• **Text segment**
Employment. Employer agrees to employ Executive and Executive accepts such employment for the period beginning as of the Effective Date and ending upon a Separation (the “Employment Period”). 
 (a) At Will Employment. Executive and Employer understand and acknowledge that Executive’s employment constitutes “at-will”
employment, which means that the employment relationship may be terminated by either party at any time, with or without cause and with or without notice. Any modification or change to Executive’s at-will employment status may only occur by way
of a written agreement signed by Executive and Employer’s Chief Executive Officer. 
 (b) Position and Duties. 
 (i) During the Employment Period, Executive shall serve as the Senior Vice President and General Counsel of Employer and shall have the
normal duties, responsibilities and authority implied by such position, subject to the power of Employer’s Chief Executive Officer and the Board to expand or limit such duties, responsibilities and authority and to override actions of the
Senior Vice President and the General Counsel, subject to the definition of “Good Reason” in Section 4 herein.

• **Supplied material**
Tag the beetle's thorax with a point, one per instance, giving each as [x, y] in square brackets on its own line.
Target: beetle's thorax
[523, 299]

• **Task to complete**
Please transcribe the employment clause word for word, starting at the words "employment, which means" and stopping after "Chief Executive Officer.". Work from the employment clause alone.

• **Result**
employment, which means that the employment relationship may be terminated by either party at any time, with or without cause and with or without notice. Any modification or change to Executive’s at-will employment status may only occur by way
of a written agreement signed by Executive and Employer’s Chief Executive Officer.